• _TASK INSTRUCTIONS_:
Rewrite the records from the line with "plant? Mark that spot." through the end of the records, keeping every line. Scale each coordinate by 2.05 and round to whole numbers, with halves rounded up, and leave all other text as it is.

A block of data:
★ ★ ★ ★ ★ ★ ★
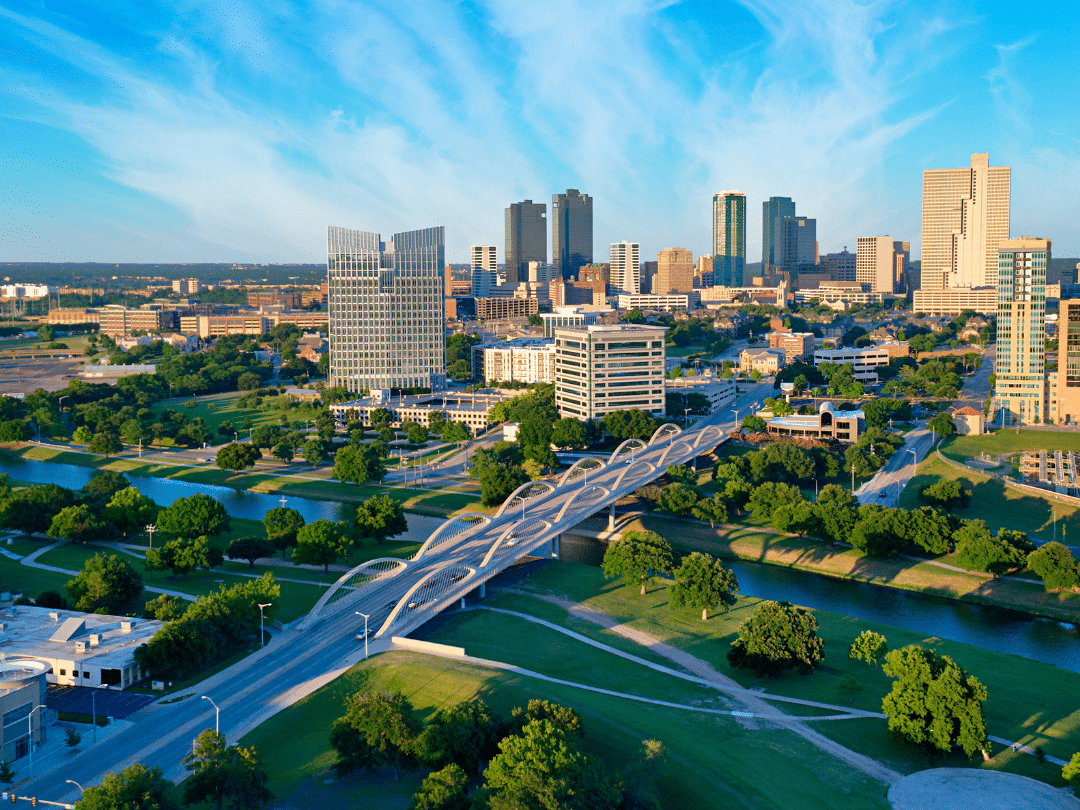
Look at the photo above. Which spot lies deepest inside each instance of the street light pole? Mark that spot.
(366, 617)
(217, 715)
(261, 632)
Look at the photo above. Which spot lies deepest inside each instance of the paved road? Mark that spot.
(297, 662)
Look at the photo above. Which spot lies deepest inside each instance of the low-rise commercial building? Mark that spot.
(865, 361)
(842, 426)
(604, 368)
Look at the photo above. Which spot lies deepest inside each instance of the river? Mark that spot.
(990, 628)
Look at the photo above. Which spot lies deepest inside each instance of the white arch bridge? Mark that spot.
(400, 595)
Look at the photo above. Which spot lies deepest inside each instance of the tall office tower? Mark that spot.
(1020, 391)
(729, 238)
(876, 264)
(794, 244)
(485, 270)
(964, 218)
(526, 239)
(626, 268)
(571, 231)
(773, 208)
(902, 258)
(386, 309)
(674, 271)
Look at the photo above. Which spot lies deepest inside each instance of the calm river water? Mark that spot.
(993, 629)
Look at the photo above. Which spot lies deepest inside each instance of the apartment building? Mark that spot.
(604, 368)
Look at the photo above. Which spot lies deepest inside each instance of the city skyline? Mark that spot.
(181, 136)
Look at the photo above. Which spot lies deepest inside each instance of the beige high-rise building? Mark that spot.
(964, 218)
(674, 271)
(1018, 366)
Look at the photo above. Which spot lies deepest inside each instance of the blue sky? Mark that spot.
(223, 131)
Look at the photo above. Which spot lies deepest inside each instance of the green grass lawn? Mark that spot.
(994, 502)
(1029, 702)
(712, 761)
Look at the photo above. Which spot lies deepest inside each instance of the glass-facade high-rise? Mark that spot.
(729, 238)
(386, 309)
(571, 231)
(773, 208)
(526, 226)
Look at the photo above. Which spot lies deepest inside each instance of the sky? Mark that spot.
(237, 131)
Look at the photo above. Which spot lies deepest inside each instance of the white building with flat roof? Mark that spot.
(604, 368)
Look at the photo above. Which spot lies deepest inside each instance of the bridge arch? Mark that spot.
(523, 531)
(431, 589)
(580, 468)
(451, 530)
(635, 466)
(631, 446)
(350, 584)
(685, 444)
(524, 493)
(593, 489)
(665, 430)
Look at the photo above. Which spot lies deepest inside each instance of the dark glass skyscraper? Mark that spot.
(526, 239)
(571, 231)
(773, 208)
(386, 309)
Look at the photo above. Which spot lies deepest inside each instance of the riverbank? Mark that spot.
(804, 554)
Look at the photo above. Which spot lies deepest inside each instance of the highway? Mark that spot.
(297, 662)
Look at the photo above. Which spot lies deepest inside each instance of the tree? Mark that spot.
(78, 525)
(443, 790)
(714, 510)
(638, 557)
(220, 773)
(778, 636)
(541, 769)
(1053, 562)
(378, 730)
(933, 702)
(193, 516)
(130, 511)
(237, 457)
(250, 549)
(702, 582)
(869, 647)
(380, 517)
(105, 444)
(105, 583)
(498, 482)
(359, 464)
(946, 494)
(282, 525)
(463, 734)
(321, 542)
(135, 787)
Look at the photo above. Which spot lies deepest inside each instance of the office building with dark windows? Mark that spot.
(386, 309)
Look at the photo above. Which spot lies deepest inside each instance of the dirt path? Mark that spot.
(730, 687)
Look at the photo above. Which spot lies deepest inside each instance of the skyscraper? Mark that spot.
(773, 208)
(1020, 390)
(729, 238)
(626, 268)
(386, 309)
(674, 271)
(571, 231)
(526, 239)
(964, 218)
(485, 269)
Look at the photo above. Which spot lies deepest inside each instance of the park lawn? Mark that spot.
(994, 502)
(746, 542)
(1009, 441)
(712, 761)
(1029, 702)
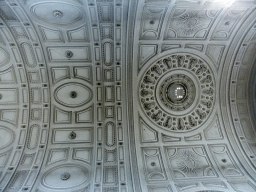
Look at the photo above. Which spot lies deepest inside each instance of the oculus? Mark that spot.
(177, 92)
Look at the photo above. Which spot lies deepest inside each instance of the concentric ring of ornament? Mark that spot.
(189, 73)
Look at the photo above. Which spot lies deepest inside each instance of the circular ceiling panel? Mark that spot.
(177, 92)
(4, 57)
(73, 94)
(6, 137)
(57, 13)
(65, 177)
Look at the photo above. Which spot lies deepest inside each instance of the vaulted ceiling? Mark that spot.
(127, 95)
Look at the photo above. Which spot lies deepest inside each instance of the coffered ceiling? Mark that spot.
(127, 96)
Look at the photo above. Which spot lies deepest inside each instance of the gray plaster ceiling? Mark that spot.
(127, 95)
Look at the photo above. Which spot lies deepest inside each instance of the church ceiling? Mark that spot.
(127, 96)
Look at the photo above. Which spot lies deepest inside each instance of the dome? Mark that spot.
(123, 96)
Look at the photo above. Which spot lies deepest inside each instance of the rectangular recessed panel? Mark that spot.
(80, 135)
(69, 54)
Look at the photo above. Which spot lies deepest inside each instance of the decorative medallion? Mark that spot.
(73, 94)
(65, 177)
(177, 92)
(65, 13)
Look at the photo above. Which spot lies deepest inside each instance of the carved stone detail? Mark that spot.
(174, 73)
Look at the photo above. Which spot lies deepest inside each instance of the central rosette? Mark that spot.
(177, 92)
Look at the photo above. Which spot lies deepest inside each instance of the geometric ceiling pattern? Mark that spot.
(127, 95)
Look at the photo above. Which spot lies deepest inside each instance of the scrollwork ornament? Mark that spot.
(177, 92)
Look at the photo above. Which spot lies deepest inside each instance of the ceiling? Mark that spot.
(127, 95)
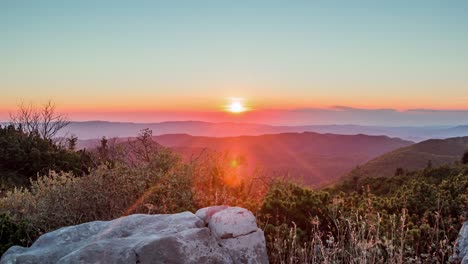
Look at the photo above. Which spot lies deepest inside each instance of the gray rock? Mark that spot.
(237, 231)
(177, 238)
(460, 253)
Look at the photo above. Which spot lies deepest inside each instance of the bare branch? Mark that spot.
(46, 122)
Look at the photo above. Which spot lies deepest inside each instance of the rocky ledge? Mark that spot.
(218, 234)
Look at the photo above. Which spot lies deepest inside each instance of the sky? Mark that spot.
(153, 60)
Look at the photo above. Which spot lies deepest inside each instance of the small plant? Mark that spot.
(14, 232)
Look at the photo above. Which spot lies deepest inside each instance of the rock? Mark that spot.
(206, 213)
(176, 238)
(460, 253)
(237, 231)
(232, 222)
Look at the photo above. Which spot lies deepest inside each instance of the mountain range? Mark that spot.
(432, 152)
(314, 158)
(98, 129)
★ ★ ★ ★ ★ ★ ★
• _WRITTEN RESPONSE_:
Look at the photo above. Which spot lies deepest inside each instance of the small plant? Mark that spot.
(29, 476)
Look at the photo above. Which spot lies deepest inside each instance of the rock? Mark that spot.
(422, 437)
(361, 488)
(943, 519)
(486, 474)
(476, 455)
Look at the photo above. Which spot lies deepest inside each instance of the mountain range? Mark that spot.
(886, 312)
(644, 324)
(201, 264)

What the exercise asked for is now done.